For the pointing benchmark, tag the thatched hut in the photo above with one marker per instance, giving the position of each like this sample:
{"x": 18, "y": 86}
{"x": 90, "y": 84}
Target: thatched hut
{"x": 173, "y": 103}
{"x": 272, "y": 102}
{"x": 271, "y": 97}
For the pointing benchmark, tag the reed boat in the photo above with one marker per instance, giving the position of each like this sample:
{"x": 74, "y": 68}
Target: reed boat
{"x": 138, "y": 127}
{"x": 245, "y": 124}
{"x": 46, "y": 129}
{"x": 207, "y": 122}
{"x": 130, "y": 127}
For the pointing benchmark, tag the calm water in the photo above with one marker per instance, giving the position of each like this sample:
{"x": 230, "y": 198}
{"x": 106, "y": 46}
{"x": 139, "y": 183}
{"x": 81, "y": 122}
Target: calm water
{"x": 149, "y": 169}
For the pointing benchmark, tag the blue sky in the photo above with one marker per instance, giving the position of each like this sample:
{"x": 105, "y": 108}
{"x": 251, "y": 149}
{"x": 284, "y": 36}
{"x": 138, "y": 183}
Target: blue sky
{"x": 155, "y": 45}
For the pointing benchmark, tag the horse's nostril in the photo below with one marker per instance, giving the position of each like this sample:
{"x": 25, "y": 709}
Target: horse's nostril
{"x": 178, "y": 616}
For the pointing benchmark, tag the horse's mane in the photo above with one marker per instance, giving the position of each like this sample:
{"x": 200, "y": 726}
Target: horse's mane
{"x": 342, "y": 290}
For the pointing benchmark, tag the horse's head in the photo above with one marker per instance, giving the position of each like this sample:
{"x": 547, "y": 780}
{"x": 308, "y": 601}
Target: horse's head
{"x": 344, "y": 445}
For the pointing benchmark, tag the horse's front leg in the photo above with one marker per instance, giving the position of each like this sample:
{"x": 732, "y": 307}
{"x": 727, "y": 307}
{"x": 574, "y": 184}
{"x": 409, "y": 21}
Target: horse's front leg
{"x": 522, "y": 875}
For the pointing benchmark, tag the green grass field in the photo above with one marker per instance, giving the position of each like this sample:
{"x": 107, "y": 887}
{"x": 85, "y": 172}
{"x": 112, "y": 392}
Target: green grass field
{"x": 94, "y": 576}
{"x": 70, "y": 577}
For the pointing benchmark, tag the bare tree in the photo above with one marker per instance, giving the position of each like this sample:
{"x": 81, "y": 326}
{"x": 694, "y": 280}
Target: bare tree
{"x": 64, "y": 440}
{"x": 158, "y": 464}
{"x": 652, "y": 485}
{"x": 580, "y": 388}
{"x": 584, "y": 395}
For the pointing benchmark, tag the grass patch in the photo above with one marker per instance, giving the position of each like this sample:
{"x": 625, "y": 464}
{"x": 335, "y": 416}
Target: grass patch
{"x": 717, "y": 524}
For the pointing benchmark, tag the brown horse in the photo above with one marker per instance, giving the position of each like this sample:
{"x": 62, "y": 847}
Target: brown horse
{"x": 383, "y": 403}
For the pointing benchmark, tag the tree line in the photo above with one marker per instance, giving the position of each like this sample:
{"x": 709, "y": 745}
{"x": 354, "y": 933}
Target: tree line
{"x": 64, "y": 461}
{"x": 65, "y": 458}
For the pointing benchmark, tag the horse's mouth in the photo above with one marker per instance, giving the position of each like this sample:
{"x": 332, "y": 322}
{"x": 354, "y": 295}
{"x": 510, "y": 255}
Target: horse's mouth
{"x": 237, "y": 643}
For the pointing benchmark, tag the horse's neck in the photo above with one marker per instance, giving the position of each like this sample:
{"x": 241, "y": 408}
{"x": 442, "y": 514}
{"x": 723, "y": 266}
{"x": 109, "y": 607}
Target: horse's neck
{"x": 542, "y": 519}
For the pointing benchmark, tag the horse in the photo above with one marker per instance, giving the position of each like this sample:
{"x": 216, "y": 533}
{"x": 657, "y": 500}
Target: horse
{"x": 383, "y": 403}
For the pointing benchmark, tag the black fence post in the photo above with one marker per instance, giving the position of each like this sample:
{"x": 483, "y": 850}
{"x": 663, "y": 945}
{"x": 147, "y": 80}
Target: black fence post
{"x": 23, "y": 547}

▬▬▬▬▬▬▬▬▬▬

Aim:
Format every line of the material above as a Markdown table with the columns Row and Entry. Number the lines in order under Row, put each line under Entry, and leave out blank lines.

Correct answer:
| Row | Entry |
|---|---|
| 1 | For the pointing benchmark, tag the thatched hut in the photo above with one marker per instance, giving the position of each like this sample: |
| 2 | {"x": 18, "y": 86} |
| 3 | {"x": 90, "y": 84} |
| 4 | Target: thatched hut |
| 5 | {"x": 173, "y": 103} |
| 6 | {"x": 272, "y": 102} |
| 7 | {"x": 271, "y": 97} |
| 8 | For the pointing benchmark, tag the reed boat in the photo above with one marker per instance, giving the position of each like this sample: |
| 9 | {"x": 74, "y": 68} |
| 10 | Target: reed boat |
| 11 | {"x": 138, "y": 127} |
| 12 | {"x": 245, "y": 124} |
| 13 | {"x": 46, "y": 129} |
| 14 | {"x": 207, "y": 122} |
| 15 | {"x": 130, "y": 127} |
| 16 | For the pointing benchmark, tag the calm water in the photo above with one marker per instance, giving the position of each like this sample: |
| 17 | {"x": 230, "y": 198} |
| 18 | {"x": 106, "y": 46} |
| 19 | {"x": 139, "y": 183} |
| 20 | {"x": 81, "y": 122} |
| 21 | Target: calm water |
| 22 | {"x": 149, "y": 169} |
| 23 | For the pointing benchmark, tag the blue sky in the photo above with one marker per instance, giving the position of each like this sample: |
| 24 | {"x": 105, "y": 108} |
| 25 | {"x": 251, "y": 149} |
| 26 | {"x": 284, "y": 36} |
| 27 | {"x": 138, "y": 183} |
| 28 | Target: blue sky |
| 29 | {"x": 155, "y": 45} |
| 30 | For the pointing benchmark, tag the horse's nostril in the photo below with one marker per instance, giving the position of each like this sample: |
| 31 | {"x": 25, "y": 709} |
| 32 | Target: horse's nostril |
| 33 | {"x": 178, "y": 616} |
| 34 | For the pointing benchmark, tag the horse's mane in the photo above with one marker per instance, giving the position of each like this sample: |
| 35 | {"x": 200, "y": 726} |
| 36 | Target: horse's mane |
| 37 | {"x": 342, "y": 290} |
| 38 | For the pointing benchmark, tag the horse's head in the photo above with one marker per instance, giving the position of each like this sample: |
| 39 | {"x": 547, "y": 780} |
| 40 | {"x": 308, "y": 601} |
| 41 | Target: horse's head |
| 42 | {"x": 344, "y": 445} |
| 43 | For the pointing benchmark, tag the horse's front leg in the photo above with one marker per instance, giving the position of each like this sample: |
| 44 | {"x": 732, "y": 307} |
| 45 | {"x": 727, "y": 307} |
| 46 | {"x": 574, "y": 184} |
| 47 | {"x": 409, "y": 21} |
| 48 | Target: horse's front leg |
| 49 | {"x": 522, "y": 875} |
| 50 | For the pointing benchmark, tag the green grass field in the photo above with one marker per instance, giving the position of each like this sample: |
| 51 | {"x": 107, "y": 887} |
| 52 | {"x": 85, "y": 172} |
| 53 | {"x": 112, "y": 392} |
| 54 | Target: green grass field |
| 55 | {"x": 94, "y": 576} |
| 56 | {"x": 70, "y": 577} |
| 57 | For the pointing benchmark, tag the bare tree in the photo above with one marker per instance, giving the position of each like this sample: |
| 58 | {"x": 81, "y": 326} |
| 59 | {"x": 694, "y": 280} |
| 60 | Target: bare tree |
| 61 | {"x": 64, "y": 440} |
| 62 | {"x": 158, "y": 464} |
| 63 | {"x": 652, "y": 485} |
| 64 | {"x": 580, "y": 388} |
| 65 | {"x": 584, "y": 395} |
| 66 | For the pointing benchmark, tag the grass patch in the photo above with one marker per instance, giving the position of each like this sample: |
| 67 | {"x": 625, "y": 464} |
| 68 | {"x": 335, "y": 416} |
| 69 | Target: grass patch |
| 70 | {"x": 717, "y": 524} |
| 71 | For the pointing benchmark, tag the brown horse in the photo above with one marker per instance, giving the position of each like this sample: |
| 72 | {"x": 62, "y": 847} |
| 73 | Target: brown horse |
| 74 | {"x": 383, "y": 403} |
| 75 | For the pointing benchmark, tag the tree line in the photo above with one marker per instance, giving the position of each like this sample: |
| 76 | {"x": 709, "y": 745} |
| 77 | {"x": 354, "y": 933} |
| 78 | Target: tree line |
| 79 | {"x": 64, "y": 461} |
| 80 | {"x": 65, "y": 458} |
| 81 | For the pointing benchmark, tag the horse's mouth in the photo above with one marker per instance, giving the position of each like this sample: |
| 82 | {"x": 332, "y": 322} |
| 83 | {"x": 354, "y": 295} |
| 84 | {"x": 510, "y": 255} |
| 85 | Target: horse's mouth |
| 86 | {"x": 237, "y": 643} |
| 87 | For the pointing benchmark, tag the horse's neck in the photo above with one marker per instance, giving the position of each like this sample: |
| 88 | {"x": 241, "y": 408} |
| 89 | {"x": 442, "y": 514} |
| 90 | {"x": 723, "y": 266} |
| 91 | {"x": 109, "y": 607} |
| 92 | Target: horse's neck |
| 93 | {"x": 542, "y": 519} |
| 94 | For the pointing benchmark, tag the horse in the photo above with one marker per instance, giving the position of each like this sample: |
| 95 | {"x": 216, "y": 533} |
| 96 | {"x": 657, "y": 500} |
| 97 | Target: horse |
| 98 | {"x": 383, "y": 403} |
| 99 | For the pointing benchmark, tag the black fence post in the photo above with one marker per instance, giving the position of each like this sample: |
| 100 | {"x": 483, "y": 850} |
| 101 | {"x": 663, "y": 945} |
| 102 | {"x": 147, "y": 80} |
| 103 | Target: black fence post |
| 104 | {"x": 23, "y": 547} |